__WORK REQUEST__
Please retype, character for character, the portion of the entries below that runs from the line containing "In the photo above, where can the terracotta" to the last line.

__SOURCE DATA__
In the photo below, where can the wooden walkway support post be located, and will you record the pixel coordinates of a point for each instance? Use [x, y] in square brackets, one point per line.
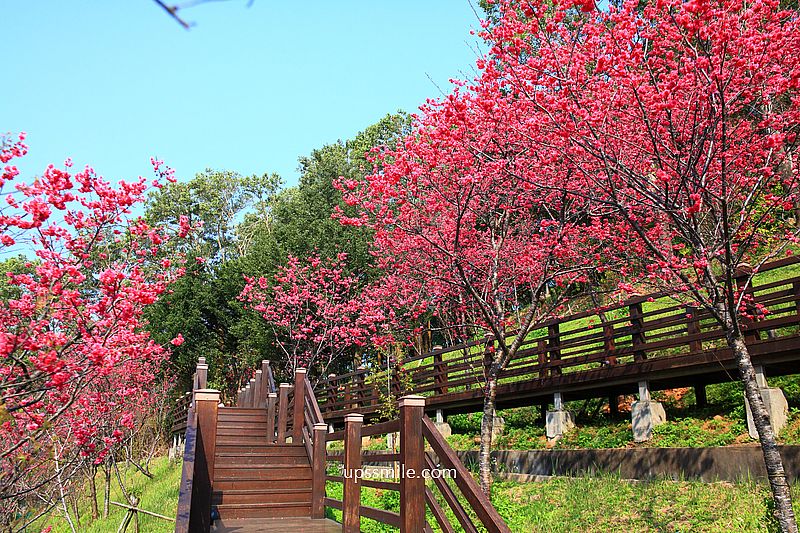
[202, 373]
[251, 399]
[299, 405]
[412, 462]
[272, 401]
[318, 471]
[351, 499]
[206, 405]
[258, 398]
[283, 408]
[636, 314]
[440, 371]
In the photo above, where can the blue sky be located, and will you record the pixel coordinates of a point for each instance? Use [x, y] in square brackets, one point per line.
[110, 83]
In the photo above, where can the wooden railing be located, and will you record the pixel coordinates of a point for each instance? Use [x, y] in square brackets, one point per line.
[256, 392]
[194, 500]
[642, 329]
[180, 411]
[415, 430]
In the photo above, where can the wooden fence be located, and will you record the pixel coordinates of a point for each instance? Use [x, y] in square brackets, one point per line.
[627, 342]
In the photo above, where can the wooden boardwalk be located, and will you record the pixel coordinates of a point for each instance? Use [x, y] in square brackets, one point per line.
[276, 525]
[658, 338]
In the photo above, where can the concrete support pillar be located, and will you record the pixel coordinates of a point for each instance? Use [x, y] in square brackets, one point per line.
[700, 395]
[613, 405]
[774, 401]
[442, 425]
[558, 421]
[646, 414]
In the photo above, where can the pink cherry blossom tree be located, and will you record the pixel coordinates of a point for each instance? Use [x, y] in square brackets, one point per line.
[681, 118]
[455, 217]
[312, 307]
[75, 361]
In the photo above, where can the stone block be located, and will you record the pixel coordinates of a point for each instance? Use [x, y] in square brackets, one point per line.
[558, 422]
[645, 415]
[777, 407]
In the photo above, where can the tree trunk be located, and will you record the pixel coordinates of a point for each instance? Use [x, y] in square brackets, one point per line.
[93, 492]
[487, 426]
[781, 494]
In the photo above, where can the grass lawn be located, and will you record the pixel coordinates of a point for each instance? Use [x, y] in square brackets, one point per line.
[608, 504]
[603, 503]
[159, 495]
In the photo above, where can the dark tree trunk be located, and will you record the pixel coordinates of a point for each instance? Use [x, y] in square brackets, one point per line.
[487, 426]
[107, 489]
[781, 494]
[93, 492]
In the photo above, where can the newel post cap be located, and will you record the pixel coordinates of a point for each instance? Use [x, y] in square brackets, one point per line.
[412, 401]
[206, 394]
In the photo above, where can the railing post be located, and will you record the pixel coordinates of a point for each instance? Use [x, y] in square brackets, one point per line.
[796, 295]
[636, 314]
[412, 463]
[272, 400]
[283, 408]
[266, 376]
[693, 328]
[299, 405]
[331, 389]
[202, 373]
[609, 344]
[440, 367]
[251, 399]
[741, 276]
[360, 380]
[318, 471]
[351, 499]
[541, 348]
[206, 405]
[258, 399]
[554, 342]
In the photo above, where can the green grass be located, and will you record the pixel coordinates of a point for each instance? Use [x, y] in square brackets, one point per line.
[607, 504]
[159, 495]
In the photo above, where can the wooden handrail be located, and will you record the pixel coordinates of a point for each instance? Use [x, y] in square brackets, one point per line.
[415, 429]
[479, 502]
[183, 521]
[630, 335]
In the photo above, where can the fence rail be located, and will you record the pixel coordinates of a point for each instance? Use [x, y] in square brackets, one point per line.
[624, 339]
[461, 494]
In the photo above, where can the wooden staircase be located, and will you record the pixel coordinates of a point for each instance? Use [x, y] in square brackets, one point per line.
[253, 478]
[263, 465]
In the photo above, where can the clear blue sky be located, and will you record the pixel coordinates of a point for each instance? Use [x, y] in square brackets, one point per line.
[110, 83]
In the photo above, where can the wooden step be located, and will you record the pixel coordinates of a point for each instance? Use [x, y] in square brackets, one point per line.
[242, 425]
[223, 440]
[224, 485]
[262, 472]
[264, 510]
[261, 450]
[250, 431]
[284, 495]
[229, 461]
[249, 419]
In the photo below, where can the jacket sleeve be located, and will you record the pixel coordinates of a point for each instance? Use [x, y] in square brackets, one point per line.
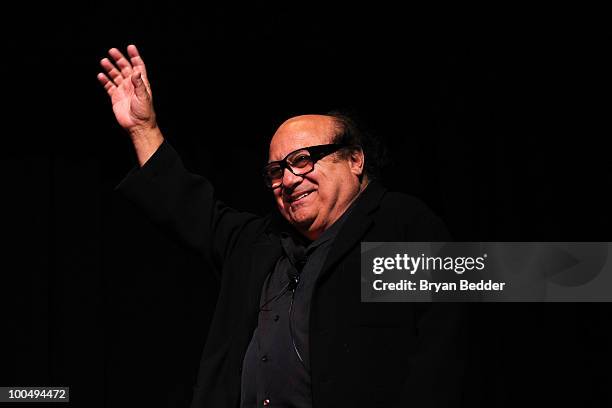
[183, 205]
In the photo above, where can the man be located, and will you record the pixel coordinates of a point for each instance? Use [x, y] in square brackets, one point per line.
[289, 328]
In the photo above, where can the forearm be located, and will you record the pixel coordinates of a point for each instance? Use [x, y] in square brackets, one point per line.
[146, 142]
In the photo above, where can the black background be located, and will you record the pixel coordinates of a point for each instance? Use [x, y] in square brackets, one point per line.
[497, 119]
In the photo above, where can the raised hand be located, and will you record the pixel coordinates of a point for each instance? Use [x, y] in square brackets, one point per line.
[127, 84]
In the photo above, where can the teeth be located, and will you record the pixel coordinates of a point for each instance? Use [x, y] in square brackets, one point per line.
[301, 196]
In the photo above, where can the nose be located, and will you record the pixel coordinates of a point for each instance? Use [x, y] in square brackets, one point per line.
[290, 180]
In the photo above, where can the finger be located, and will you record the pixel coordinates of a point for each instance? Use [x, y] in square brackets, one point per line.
[135, 57]
[123, 64]
[138, 64]
[108, 85]
[112, 72]
[139, 86]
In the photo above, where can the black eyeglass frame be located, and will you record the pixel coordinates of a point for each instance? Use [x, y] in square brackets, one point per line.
[316, 153]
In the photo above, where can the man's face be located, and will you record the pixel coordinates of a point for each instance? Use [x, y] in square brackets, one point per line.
[330, 188]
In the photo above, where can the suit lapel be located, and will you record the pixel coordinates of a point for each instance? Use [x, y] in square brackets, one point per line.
[355, 227]
[263, 258]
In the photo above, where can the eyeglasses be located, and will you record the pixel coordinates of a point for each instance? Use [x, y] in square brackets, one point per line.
[299, 162]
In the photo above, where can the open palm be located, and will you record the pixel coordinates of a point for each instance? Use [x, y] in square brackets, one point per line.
[126, 83]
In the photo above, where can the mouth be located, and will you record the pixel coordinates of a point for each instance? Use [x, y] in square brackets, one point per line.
[296, 198]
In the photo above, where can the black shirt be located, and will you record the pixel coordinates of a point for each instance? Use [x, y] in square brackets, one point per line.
[273, 373]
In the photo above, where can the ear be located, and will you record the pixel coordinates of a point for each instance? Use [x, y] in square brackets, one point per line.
[357, 161]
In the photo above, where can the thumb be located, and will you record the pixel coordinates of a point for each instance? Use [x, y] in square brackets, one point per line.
[139, 87]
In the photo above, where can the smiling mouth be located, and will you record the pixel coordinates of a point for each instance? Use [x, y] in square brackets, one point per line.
[300, 197]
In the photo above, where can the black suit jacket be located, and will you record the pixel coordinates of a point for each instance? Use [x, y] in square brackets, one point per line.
[362, 354]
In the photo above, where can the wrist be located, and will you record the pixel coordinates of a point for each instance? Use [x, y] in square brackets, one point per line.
[144, 133]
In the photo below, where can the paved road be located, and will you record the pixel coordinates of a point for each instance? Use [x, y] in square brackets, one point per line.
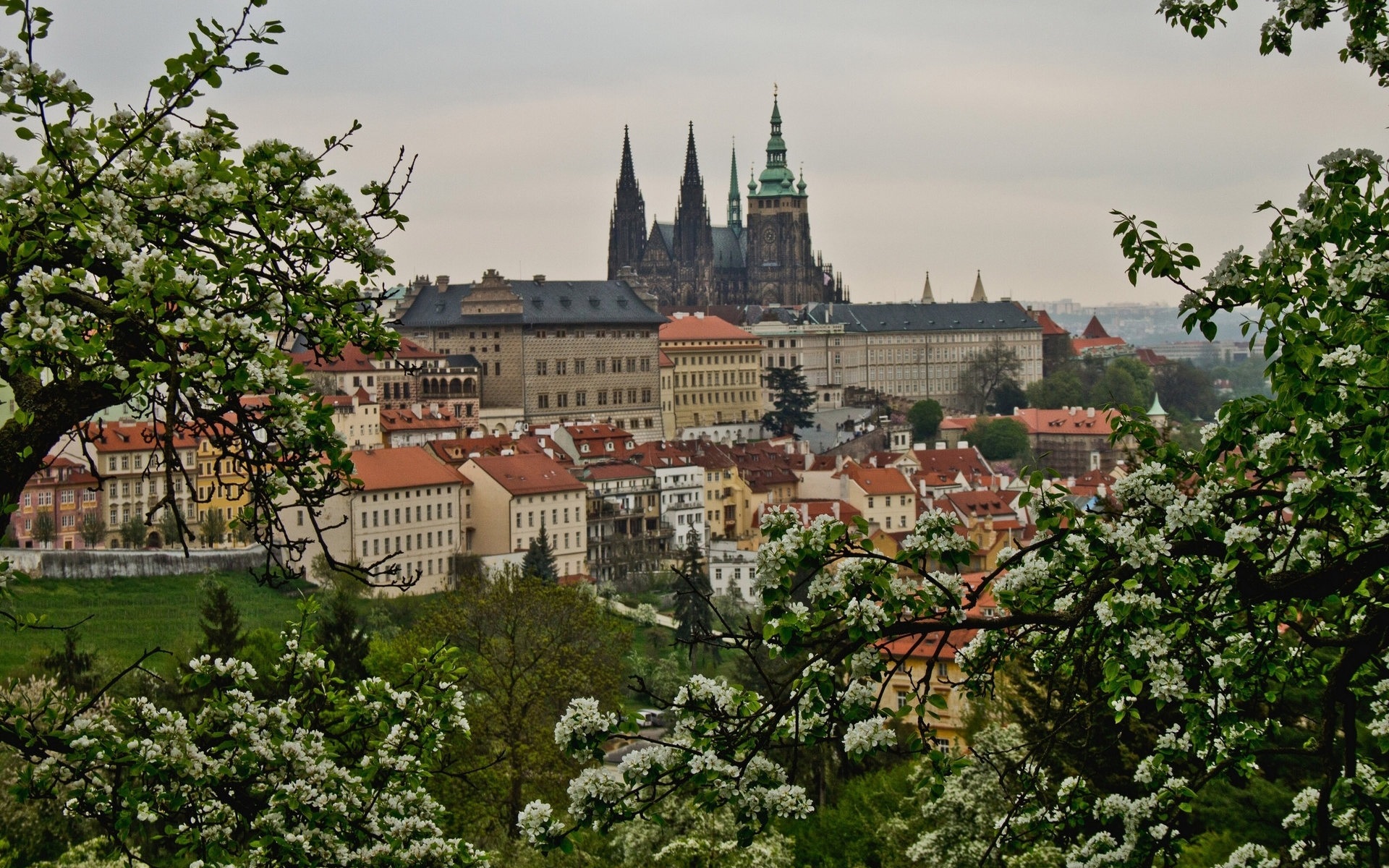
[828, 421]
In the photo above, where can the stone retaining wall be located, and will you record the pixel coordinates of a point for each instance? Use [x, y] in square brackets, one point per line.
[101, 563]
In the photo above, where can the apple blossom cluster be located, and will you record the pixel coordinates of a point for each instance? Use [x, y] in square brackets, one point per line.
[288, 768]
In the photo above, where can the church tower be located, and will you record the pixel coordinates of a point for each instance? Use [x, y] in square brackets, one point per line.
[692, 238]
[626, 229]
[781, 263]
[735, 197]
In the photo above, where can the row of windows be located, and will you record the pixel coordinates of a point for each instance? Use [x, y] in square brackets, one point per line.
[418, 540]
[715, 378]
[581, 399]
[67, 498]
[714, 360]
[125, 461]
[886, 501]
[542, 333]
[600, 365]
[555, 517]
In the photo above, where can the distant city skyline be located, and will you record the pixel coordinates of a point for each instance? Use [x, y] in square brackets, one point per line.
[938, 138]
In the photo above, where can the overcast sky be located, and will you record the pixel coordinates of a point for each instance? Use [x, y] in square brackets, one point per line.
[935, 137]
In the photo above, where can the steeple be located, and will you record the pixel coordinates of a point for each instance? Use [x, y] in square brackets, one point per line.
[691, 161]
[626, 175]
[777, 179]
[692, 232]
[626, 228]
[978, 288]
[735, 197]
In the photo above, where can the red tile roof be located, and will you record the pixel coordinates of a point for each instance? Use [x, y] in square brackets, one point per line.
[1066, 421]
[925, 647]
[1095, 330]
[703, 328]
[952, 461]
[984, 503]
[878, 480]
[527, 474]
[810, 510]
[1048, 324]
[131, 436]
[407, 420]
[402, 469]
[600, 472]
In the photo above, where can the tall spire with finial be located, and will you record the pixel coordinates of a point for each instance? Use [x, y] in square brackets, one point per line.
[777, 178]
[692, 229]
[735, 197]
[626, 226]
[978, 288]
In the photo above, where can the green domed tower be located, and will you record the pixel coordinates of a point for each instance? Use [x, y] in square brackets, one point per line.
[781, 261]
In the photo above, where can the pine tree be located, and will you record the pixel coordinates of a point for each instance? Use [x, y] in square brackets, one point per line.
[694, 611]
[539, 558]
[221, 623]
[342, 635]
[792, 400]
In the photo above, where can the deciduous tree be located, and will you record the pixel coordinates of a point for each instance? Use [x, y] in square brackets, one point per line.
[987, 373]
[1217, 581]
[925, 418]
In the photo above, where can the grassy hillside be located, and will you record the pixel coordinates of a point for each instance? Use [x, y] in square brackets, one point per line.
[128, 616]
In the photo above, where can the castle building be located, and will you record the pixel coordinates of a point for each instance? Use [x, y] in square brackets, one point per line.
[546, 350]
[692, 261]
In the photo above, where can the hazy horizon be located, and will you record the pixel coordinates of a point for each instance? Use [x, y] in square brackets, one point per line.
[934, 137]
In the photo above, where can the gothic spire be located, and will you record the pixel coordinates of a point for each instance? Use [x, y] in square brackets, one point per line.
[777, 179]
[626, 229]
[691, 161]
[735, 197]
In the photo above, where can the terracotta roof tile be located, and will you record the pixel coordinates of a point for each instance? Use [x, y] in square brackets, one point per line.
[402, 469]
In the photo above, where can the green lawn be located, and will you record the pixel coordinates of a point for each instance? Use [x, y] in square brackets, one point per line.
[128, 616]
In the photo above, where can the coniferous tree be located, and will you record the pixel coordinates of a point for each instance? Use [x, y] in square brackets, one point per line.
[92, 528]
[792, 400]
[43, 528]
[214, 527]
[134, 532]
[344, 638]
[539, 558]
[694, 610]
[221, 623]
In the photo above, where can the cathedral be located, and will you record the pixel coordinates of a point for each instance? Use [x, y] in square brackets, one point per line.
[694, 263]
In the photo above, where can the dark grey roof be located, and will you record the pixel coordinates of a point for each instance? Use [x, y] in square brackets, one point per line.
[466, 360]
[549, 303]
[729, 247]
[664, 234]
[910, 317]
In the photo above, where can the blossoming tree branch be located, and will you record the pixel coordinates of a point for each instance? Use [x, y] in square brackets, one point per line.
[1215, 587]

__PROBLEM SOLUTION__
In the photo above, where can the terracotta roof tile be located, and will you record the pixel coordinates of a point for each instance? Use [x, y] in square brackets, one point per line.
[402, 469]
In the photo above, where can the green lawn be located, and will you record the pixel coordinates of a point for each instance? Use [x, y] in square brackets, one point per line.
[128, 616]
In the photo above, where can the coniferous tree be located, and will you record the pixel coordinates of a point for each instance? Use [x, y] in square brackets, one point per line.
[92, 528]
[792, 400]
[43, 528]
[214, 527]
[134, 532]
[344, 638]
[539, 558]
[694, 610]
[221, 623]
In the photo above, where can the cathedral be located, and will you record the pixel coordinates of a point for each instance? Use [x, y] in square brackets, one point per line.
[694, 263]
In the photo above, where can the dark grey roof be located, and will you record the pixel coordinates of a point for each instance? Use [x, y] in square brackets, one point per line.
[466, 360]
[549, 303]
[729, 247]
[664, 234]
[910, 317]
In the photo above, where can the blossoming tree branch be located, and will you record the pixel coordinates of a point for each instance? Use [x, y] in square brackets, one point per line.
[1215, 587]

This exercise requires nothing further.